> [Work request]: Locate and copy each line in the data that contains the word "stucco".

> [Supplied entries]:
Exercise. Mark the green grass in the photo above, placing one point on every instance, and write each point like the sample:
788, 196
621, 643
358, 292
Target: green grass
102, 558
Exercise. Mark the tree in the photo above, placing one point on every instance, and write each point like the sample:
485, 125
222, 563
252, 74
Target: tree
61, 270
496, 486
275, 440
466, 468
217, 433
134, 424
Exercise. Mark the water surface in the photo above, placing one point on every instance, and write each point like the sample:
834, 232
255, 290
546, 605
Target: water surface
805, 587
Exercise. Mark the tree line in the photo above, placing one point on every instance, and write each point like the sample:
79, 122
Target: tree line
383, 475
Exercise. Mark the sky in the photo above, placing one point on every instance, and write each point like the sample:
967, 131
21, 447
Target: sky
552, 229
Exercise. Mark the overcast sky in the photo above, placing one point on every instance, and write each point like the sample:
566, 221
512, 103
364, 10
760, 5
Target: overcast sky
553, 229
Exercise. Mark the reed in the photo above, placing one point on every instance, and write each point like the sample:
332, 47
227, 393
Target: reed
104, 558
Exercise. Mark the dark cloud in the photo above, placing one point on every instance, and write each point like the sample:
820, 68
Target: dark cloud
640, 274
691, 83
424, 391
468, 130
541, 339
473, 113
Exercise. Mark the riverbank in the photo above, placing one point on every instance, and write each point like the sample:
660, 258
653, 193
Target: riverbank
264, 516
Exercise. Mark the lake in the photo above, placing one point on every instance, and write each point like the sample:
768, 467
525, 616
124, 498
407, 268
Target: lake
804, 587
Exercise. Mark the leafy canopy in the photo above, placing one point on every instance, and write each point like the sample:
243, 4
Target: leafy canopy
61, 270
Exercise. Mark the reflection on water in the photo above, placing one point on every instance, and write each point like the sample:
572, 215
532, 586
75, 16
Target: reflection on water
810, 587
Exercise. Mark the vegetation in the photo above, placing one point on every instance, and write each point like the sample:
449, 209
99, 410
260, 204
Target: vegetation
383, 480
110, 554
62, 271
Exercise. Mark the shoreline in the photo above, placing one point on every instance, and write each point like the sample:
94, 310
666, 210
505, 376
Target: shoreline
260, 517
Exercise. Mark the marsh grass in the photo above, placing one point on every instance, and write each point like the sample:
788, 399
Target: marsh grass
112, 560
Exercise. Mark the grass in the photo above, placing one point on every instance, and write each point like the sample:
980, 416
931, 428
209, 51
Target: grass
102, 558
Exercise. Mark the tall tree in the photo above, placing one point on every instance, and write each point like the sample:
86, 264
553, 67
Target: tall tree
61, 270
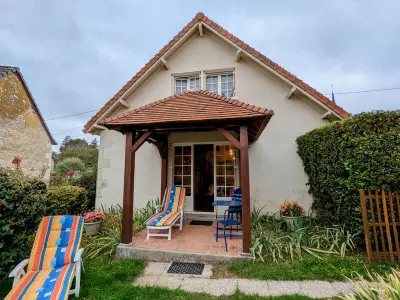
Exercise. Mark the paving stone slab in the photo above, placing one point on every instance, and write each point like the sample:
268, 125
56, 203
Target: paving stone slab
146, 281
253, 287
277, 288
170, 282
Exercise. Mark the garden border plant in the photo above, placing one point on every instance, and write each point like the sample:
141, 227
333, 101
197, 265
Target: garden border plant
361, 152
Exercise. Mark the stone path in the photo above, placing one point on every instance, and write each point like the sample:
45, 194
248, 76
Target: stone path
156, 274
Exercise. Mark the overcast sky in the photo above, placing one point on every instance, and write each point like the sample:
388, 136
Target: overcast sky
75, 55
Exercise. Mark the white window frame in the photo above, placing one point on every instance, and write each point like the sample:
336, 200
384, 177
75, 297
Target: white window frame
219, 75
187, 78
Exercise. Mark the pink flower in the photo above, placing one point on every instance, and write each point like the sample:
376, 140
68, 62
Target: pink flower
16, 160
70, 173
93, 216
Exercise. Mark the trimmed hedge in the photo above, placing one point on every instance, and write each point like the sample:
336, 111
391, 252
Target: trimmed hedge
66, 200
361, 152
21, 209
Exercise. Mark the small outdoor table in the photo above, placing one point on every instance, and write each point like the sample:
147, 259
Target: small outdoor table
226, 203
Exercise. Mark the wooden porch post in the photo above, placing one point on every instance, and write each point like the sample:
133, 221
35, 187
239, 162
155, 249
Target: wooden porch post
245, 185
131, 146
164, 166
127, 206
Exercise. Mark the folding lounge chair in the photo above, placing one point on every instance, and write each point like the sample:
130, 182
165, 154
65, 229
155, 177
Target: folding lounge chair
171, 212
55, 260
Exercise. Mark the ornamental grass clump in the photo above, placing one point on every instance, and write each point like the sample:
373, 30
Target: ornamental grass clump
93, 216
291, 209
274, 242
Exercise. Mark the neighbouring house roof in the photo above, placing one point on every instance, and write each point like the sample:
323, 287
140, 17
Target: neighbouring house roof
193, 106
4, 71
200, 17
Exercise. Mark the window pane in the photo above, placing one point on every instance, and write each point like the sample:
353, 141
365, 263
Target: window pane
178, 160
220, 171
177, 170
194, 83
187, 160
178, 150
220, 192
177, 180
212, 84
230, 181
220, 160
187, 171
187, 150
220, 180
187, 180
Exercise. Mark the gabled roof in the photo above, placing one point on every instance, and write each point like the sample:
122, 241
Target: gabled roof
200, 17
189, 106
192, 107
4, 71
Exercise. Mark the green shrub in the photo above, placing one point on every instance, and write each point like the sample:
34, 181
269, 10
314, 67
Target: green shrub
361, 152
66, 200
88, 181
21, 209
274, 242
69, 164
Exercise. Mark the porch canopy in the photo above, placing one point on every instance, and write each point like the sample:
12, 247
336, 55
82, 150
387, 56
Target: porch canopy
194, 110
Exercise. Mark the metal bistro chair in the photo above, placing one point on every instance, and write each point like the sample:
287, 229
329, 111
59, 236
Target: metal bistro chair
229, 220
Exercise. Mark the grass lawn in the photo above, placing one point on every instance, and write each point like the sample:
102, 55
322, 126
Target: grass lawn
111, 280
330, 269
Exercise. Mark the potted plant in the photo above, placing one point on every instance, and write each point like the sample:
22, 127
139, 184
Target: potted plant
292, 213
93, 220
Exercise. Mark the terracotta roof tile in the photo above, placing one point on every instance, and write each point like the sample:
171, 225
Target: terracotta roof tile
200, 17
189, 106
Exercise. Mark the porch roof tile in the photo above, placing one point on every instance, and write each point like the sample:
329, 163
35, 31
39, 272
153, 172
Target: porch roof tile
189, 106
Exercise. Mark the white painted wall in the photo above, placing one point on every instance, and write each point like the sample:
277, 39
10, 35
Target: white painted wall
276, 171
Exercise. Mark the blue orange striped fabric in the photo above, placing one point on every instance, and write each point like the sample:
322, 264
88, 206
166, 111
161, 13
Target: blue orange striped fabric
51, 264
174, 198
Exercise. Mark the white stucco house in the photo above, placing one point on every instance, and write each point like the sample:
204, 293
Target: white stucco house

> [Solution]:
Exercise. Mark the white stucco house in the photo above, placing one point on every instance, and write each point like the sample:
Target: white stucco house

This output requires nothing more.